### Things to do
A – Answer these questions about the procedure listing for keywords and tokens:
(i) What does GetKeyword return when no keyword of the given name exists in keywordSet?
(ii) What is the current keyword set at first, according to GetKeywordSet?
(iii) What happens to a token when a Get or Have procedure is unsuccessful?
B – Write the next part of the procedure listing for keywords and tokens, starting after its final entry.

### Quoted text
+ + + +

PROCEDURE FirstPrompt(sc: T);
Reset the first prompt (see SetPrompt).
 === Keywords === 

PROCEDURE NewKeywordSet(): KeywordSet;
Create a new keywordSet.

PROCEDURE CopyKeywordSet(keywordSet: KeywordSet): KeywordSet;
Create a copy of keywordSet.

PROCEDURE GetKeywordSet(sc: T): KeywordSet;
Get the current keyword set (initially an empty one).

PROCEDURE UseKeywordSet(sc: T; keywordSet: KeywordSet);
From now on, use this keywordSet for scanning.

PROCEDURE BeKeyword(ide: TEXT; keywordSet: KeywordSet): Keyword;
From now on, the name ide is a keyword member of keywordSet. The (new or existing) keyword is returned.

PROCEDURE GetKeyword(ide: TEXT; keywordSet: KeywordSet): Keyword;
Returns the keyword of name ide from keywordSet, or NIL if it does not exist.

PROCEDURE GetKeywordName(key : Keyword): TEXT;
Returns the name of a keyword.
 === Token primitives === 

All the Get and Have procedures below eat a token if succesful, and leave it (buffered) in the input stream if unsuccesful.

PROCEDURE IsDelimiter(sc: T; char: CHAR): BOOLEAN;
Whether char is a legal Delimiter token.

PROCEDURE IsIdentifier(sc: T; string: TEXT): BOOLEAN;
Whether string is a legal Identifier (Name or Keyword) token

PROCEDURE GetTokenChar(sc: T; VAR (*out*) char: CHAR): BOOLEAN RAISES {NoReader, Fail};
Returns the value of the next (char) token (or FALSE)

PROCEDURE GetTokenNat(sc: T; VAR (*out*) nat: CARDINAL): BOOLEAN RAISES {NoReader, Fail};
Returns the value of the next (natural) token (or FALSE)

PROCEDURE GetTokenInt(sc: T; VAR (*out*) int: INTEGER): BOOLEAN RAISES {NoReader, Fail};
Returns the value of the next (integer) token (or FALSE)

PROCEDURE GetTokenReal(sc: T; VAR (*ou*) real: LONGREAL): BOOLEAN RAISES {NoReader, Fail};
Returns the value of the next (real) token (or FALSE)

PROCEDURE GetTokenString(sc: T; VAR (*out*) string: TEXT): BOOLEAN RAISES {NoReader, Fail};
Returns the value of the next (string) token (or FALSE)

+ + + +

[Entries from an annotation dataset]
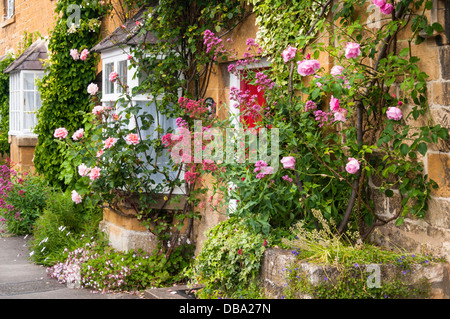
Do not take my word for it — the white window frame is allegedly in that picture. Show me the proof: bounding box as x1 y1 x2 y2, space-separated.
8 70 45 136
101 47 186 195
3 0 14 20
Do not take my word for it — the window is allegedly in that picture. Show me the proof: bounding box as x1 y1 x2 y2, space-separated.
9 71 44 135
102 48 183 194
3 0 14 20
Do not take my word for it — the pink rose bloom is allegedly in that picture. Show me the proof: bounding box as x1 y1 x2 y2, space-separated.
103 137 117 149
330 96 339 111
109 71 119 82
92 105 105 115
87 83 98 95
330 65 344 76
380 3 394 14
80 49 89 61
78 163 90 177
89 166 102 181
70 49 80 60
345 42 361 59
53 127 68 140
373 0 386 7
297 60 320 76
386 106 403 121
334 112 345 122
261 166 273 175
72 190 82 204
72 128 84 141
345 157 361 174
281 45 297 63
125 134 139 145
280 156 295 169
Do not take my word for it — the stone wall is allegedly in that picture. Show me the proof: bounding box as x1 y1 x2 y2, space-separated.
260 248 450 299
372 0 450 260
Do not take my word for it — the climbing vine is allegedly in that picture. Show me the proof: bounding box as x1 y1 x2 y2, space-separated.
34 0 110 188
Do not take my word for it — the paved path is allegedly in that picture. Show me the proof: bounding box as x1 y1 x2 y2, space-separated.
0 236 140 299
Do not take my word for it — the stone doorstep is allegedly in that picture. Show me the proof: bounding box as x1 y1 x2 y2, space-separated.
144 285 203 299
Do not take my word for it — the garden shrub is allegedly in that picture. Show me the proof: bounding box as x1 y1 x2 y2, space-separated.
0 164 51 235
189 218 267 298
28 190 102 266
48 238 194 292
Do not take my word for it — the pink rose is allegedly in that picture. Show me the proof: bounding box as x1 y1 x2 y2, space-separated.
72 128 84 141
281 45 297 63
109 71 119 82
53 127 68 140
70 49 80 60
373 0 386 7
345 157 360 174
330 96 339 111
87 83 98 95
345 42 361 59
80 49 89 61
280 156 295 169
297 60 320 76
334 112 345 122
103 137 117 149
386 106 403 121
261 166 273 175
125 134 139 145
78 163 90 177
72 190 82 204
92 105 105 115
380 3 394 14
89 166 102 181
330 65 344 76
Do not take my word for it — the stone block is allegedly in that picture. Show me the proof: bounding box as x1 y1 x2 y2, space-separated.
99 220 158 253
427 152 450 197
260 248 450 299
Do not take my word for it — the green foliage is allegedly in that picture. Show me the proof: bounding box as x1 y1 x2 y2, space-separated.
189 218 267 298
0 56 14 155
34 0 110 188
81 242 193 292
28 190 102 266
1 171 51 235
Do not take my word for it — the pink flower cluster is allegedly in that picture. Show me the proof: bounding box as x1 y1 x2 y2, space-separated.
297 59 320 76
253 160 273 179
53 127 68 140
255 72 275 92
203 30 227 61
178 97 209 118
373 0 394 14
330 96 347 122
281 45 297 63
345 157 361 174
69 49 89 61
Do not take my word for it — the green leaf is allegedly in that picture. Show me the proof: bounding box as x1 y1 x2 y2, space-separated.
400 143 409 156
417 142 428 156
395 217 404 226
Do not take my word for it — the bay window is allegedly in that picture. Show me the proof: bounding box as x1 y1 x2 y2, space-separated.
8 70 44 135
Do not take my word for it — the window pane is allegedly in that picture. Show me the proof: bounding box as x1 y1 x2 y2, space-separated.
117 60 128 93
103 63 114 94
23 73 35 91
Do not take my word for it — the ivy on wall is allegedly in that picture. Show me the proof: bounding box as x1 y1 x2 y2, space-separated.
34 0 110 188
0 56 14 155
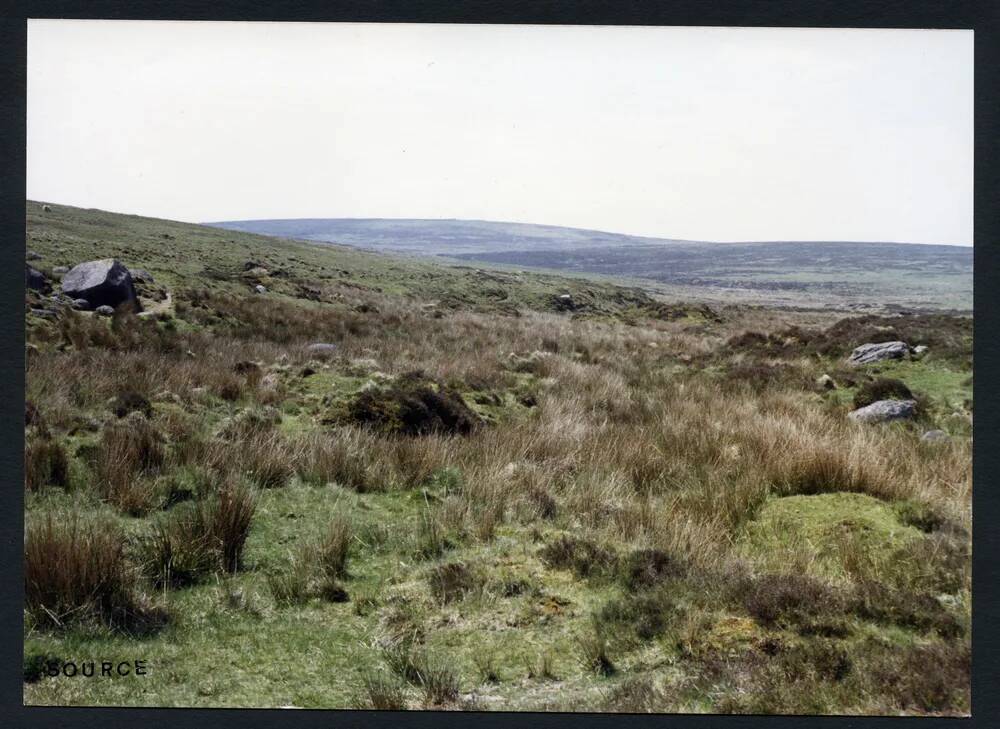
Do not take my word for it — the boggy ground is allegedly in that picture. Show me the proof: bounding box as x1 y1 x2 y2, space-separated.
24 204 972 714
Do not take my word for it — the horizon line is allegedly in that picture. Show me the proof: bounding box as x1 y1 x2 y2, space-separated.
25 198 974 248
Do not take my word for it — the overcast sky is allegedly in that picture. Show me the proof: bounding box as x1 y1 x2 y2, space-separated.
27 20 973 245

+ + + +

### Answer set
A –
(i) NIL
(ii) An empty one
(iii) It is left, buffered, in the input stream.

B –
PROCEDURE GetTokenIde(sc: T; VAR (*ou*) ide: TEXT): BOOLEAN RAISES {NoReader, Fail};
Returns the value of the next non-keyword identifier (or FALSE). If two calls to GetTokenIde return two texts that are Text.Equal, then they are also =.

PROCEDURE GetTokenName(sc: T; VAR (*ou*) text: TEXT): BOOLEAN RAISES {NoReader, Fail};
Returns the value of the next keyword or non-keyword identifier (or FALSE). If two calls to GetTokenName return two texts that are Text.Equal, then they are also =.

PROCEDURE GetTokenEof(sc: T; ): BOOLEAN RAISES {NoReader, Fail};
Returns TRUE if we have reached the end of a file for which and end-of-file token was requested, FALSE otherwise

PROCEDURE HaveTokenIde(sc: T; ide: TEXT): BOOLEAN RAISES {NoReader, Fail};
Tests the presence of a given non-keyword identifier. Returns FALSE if not found

PROCEDURE HaveTokenKey(sc: T; key: TEXT): BOOLEAN RAISES {NoReader, Fail};
Tests the presence of a given keyword. Returns FALSE if not found

PROCEDURE HaveTokenName(sc: T; text: TEXT): BOOLEAN RAISES {NoReader, Fail};
Tests the presence of a given keyword or non-keyword identifer. Returns FALSE if not found

PROCEDURE HaveTokenDelim(sc: T; delim: CHAR): BOOLEAN RAISES {NoReader, Fail};
Tests the presence of a given delimiter. Returns FALSE if not found
 === Error Messages === 

TYPE ErrorReportStyle = {LinePlusChar, CharRange};
Whether Syntax should report error positions by line number plus char in line, or by range of characters from the beginning of file.

PROCEDURE PrintContext(sc: T);
Prints the current input context (a short segment of the input stream following the current scanner position). This operation corrupts the input stream: it should be used after a syntactic error, as part of the error message, before resetting the scanner

PROCEDURE ErrorMsg(sc: T; msg: TEXT := "");
Prints msg (followed by newline if non-empty), and calls Reset.

PROCEDURE SyntaxMsg(sc: T; cause: TEXT := ""; culprit: TEXT := "";
  errorReportStyle: ErrorReportStyle := ErrorReportStyle.LinePlusChar);
A more elaborate version of Error. It uses PrintContext and SynLocation.PrintLocation to show the error context in a meaninglful way. causes should specify the general reason of the error, and culprit the specific offender. Prints error positions according to errorReportStyle.

END SynScan.